Brief 1:
Which lines of the records contain the string "stone"? Report each such line in full, and treat case as significant.

Source:
======

# Looking for PEARL GOURAMIES!



## Cypher (Apr 15, 2006)

Hey folks,

Anyone seen PEARL GOURAMIES (of a decent size) anywhere?

So I've a pond snail out break in my Betta Macrostoma tank and I need a fish that's going to eat pond snails with out it being eaten by my Macrostomas. LOL. Ok so pearl gouramies fit the bill.

Thanks.


----------



## Kooka (Feb 8, 2011)

I saw a couple at Pj's in Square One on Thursday. Some lady was inquiring about them while I was there, but she didn't end up buying them. They looked to be fully grown with some really nice coloration. You can ask Brent if he still has them, unfortunately I didn't notice the price


----------



## Cypher (Apr 15, 2006)

Thanks Kooka, square one's abit too far though.


----------



## pjsbrent (Nov 4, 2010)

======

Records for this exercise:

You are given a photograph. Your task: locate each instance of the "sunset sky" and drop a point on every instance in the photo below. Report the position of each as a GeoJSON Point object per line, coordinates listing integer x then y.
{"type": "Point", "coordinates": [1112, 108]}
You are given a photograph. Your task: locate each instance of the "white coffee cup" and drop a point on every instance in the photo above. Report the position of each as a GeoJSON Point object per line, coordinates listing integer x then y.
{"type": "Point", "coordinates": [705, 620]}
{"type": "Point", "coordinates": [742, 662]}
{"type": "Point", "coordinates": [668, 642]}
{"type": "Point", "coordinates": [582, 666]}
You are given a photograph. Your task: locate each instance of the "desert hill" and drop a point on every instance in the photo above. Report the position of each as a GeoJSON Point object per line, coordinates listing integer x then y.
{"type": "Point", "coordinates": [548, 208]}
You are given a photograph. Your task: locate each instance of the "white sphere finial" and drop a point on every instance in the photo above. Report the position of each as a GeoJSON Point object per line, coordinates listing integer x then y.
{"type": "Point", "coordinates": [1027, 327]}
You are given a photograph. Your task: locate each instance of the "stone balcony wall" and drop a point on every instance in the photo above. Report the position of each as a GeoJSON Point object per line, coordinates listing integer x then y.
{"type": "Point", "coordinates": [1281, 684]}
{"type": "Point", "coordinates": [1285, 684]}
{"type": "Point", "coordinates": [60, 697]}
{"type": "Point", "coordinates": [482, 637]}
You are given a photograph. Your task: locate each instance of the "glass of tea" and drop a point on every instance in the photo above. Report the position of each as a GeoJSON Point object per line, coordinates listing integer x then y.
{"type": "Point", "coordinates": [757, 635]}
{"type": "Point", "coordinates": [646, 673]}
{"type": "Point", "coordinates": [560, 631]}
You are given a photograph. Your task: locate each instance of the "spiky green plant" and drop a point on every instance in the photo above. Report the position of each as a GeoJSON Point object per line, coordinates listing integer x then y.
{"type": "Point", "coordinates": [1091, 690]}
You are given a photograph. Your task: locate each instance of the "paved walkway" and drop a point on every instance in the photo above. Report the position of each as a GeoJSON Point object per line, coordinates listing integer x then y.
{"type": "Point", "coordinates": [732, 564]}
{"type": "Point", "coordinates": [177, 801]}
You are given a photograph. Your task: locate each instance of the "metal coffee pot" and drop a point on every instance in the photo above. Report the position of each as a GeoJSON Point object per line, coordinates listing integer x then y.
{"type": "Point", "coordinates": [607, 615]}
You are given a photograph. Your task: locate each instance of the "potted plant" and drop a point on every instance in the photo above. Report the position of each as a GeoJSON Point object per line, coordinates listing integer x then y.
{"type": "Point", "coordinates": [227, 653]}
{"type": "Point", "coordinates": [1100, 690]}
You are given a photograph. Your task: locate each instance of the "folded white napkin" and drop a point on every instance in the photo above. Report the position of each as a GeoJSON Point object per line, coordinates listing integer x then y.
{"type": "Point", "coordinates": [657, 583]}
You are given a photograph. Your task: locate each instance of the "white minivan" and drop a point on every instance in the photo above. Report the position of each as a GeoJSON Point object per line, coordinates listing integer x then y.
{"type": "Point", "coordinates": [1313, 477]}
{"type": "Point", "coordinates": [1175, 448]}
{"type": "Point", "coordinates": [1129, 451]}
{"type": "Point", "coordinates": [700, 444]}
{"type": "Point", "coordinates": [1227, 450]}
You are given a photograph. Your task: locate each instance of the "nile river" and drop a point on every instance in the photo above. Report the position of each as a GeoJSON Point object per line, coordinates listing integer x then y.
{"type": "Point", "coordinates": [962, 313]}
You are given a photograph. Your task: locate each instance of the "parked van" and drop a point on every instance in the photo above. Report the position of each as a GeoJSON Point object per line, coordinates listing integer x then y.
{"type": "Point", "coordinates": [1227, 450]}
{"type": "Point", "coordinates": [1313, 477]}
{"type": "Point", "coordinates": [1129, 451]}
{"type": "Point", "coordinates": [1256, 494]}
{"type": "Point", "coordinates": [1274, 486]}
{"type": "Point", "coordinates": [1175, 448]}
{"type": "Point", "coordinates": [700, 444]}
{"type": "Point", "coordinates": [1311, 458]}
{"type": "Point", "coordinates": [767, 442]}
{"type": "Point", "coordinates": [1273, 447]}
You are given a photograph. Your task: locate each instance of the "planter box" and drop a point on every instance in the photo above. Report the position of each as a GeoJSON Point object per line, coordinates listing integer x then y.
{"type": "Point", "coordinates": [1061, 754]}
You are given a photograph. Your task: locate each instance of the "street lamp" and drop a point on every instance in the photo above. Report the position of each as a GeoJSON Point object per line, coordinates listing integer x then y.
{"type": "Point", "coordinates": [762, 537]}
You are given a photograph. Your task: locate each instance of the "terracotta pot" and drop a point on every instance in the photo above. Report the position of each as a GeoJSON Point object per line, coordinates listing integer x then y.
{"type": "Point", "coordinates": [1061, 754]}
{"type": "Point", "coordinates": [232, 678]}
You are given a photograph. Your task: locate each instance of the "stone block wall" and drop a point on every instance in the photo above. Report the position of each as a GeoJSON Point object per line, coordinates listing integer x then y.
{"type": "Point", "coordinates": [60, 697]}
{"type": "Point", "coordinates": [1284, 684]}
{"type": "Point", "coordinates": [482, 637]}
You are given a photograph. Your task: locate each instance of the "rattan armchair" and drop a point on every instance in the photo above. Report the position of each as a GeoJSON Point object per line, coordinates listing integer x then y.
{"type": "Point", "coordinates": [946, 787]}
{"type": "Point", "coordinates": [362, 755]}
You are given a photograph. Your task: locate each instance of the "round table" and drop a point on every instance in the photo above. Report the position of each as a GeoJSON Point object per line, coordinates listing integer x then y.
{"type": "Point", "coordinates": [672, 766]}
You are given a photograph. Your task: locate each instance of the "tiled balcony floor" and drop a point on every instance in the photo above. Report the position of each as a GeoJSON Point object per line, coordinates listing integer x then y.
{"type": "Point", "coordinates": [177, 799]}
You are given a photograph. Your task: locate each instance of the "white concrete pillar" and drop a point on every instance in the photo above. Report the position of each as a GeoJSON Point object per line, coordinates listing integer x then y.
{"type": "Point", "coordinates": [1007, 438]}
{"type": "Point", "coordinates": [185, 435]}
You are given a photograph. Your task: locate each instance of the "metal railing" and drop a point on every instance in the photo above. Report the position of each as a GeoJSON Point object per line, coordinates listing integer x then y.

======

Brief 2:
Could you pick up the pearl gourami thread from the point where it stops and keep it going?

Answer 1:
You are given a photograph. Your task: locate each instance of the "stone balcony wall" and drop a point on every instance in the photo above. Report the position of each as a GeoJSON Point object per line, coordinates listing integer x then y.
You are given a photograph. Your task: locate each instance of the "stone block wall" and drop a point on every instance in the photo above. Report the position of each as a GeoJSON Point object per line, coordinates listing integer x then y.

Answer 2:
Kooka said:


> I saw a couple at Pj's in Square One on Thursday. Some lady was inquiring about them while I was there, but she didn't end up buying them. They looked to be fully grown with some really nice coloration. You can ask Brent if he still has them, unfortunately I didn't notice the price


I still have them. They're $7.99 for the adults and $3.99 for the juvies.

Brent.


----------



## Will (Jul 24, 2008)

Pearl Gouramis as snail eaters? I doubt that is effective.

That being said, I think theres three up for grab from my fathers tank in Burlington. Probably going to the coming Auction if not bought before then.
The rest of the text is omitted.